PROBLEM STATEMENT:
Give back only the lines from the one with "Q: Point to every instance of the distant" through the last line of the data, exactly as they appear.
======== PROVIDED RECORDS
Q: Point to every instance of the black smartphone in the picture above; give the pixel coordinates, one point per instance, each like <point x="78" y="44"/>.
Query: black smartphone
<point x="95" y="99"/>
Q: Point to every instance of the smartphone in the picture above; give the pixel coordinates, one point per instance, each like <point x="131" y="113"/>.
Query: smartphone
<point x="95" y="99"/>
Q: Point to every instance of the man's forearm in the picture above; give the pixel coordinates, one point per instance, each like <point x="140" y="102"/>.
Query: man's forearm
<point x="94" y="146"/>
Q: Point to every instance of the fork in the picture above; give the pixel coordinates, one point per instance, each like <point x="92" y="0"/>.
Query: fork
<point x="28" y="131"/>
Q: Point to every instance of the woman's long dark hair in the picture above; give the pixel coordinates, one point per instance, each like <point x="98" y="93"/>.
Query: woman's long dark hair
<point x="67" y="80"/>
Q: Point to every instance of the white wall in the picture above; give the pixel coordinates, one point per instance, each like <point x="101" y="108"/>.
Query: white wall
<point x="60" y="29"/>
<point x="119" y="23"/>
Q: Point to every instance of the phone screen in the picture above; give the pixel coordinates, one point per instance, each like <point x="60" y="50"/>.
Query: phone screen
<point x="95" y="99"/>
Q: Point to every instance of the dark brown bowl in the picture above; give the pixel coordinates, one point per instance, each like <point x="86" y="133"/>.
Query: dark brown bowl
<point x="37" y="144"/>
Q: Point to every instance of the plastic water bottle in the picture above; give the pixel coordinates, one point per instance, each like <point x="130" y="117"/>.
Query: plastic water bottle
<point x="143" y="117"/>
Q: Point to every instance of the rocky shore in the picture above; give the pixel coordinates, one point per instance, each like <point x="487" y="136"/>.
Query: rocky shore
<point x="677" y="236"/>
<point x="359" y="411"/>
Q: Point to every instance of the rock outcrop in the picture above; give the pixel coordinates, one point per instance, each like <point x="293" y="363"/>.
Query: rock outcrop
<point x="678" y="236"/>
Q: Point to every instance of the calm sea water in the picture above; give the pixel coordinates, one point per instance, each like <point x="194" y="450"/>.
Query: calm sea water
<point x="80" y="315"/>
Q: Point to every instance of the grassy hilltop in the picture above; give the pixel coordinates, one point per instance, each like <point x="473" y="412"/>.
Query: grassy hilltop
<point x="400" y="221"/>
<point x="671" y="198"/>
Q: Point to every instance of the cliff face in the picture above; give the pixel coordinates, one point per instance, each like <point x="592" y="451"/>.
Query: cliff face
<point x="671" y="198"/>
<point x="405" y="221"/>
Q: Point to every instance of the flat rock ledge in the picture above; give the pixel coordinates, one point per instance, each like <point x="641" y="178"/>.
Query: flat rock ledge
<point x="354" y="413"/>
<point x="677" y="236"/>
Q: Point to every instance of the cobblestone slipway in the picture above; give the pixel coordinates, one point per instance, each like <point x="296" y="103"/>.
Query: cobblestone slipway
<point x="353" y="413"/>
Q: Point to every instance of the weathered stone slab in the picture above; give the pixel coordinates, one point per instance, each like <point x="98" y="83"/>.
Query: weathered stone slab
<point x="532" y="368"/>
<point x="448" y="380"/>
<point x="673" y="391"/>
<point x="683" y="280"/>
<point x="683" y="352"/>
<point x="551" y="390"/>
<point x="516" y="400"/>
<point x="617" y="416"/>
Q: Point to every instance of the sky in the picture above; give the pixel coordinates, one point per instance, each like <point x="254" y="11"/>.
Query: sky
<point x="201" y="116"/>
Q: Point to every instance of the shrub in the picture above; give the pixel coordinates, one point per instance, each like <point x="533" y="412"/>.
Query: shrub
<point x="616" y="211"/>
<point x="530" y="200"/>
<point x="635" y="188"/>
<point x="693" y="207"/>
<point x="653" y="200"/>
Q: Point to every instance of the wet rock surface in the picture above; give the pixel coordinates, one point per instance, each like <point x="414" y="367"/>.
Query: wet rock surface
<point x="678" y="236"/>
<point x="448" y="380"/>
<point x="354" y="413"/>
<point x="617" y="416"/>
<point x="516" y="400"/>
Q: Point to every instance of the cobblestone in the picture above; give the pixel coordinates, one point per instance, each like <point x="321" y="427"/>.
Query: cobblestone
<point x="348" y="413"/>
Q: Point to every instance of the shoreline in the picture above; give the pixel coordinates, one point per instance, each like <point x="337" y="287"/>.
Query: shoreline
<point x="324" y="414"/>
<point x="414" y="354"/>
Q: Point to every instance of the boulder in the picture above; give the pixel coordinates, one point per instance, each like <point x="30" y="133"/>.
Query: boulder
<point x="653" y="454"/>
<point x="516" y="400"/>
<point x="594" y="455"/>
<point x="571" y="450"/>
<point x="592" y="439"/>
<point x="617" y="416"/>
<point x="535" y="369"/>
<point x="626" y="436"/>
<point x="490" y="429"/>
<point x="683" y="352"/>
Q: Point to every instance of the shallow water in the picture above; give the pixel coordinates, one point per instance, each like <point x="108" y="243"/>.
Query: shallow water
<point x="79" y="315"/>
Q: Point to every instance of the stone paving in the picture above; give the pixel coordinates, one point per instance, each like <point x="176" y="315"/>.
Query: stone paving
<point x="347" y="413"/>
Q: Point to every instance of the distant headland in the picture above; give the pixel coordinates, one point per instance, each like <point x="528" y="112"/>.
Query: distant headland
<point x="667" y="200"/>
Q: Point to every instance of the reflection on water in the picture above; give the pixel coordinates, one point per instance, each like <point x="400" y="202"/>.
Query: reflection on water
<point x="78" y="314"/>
================
COMPLETE RESPONSE:
Q: Point to every instance of the distant headland in the picture above; give the pixel coordinates, one point per instance, each like <point x="528" y="112"/>.
Query: distant headland
<point x="667" y="200"/>
Q: Point to every instance of the reflection on water in the picture above; give the pixel coordinates, one point per instance, each like <point x="400" y="202"/>.
Query: reflection on water
<point x="78" y="314"/>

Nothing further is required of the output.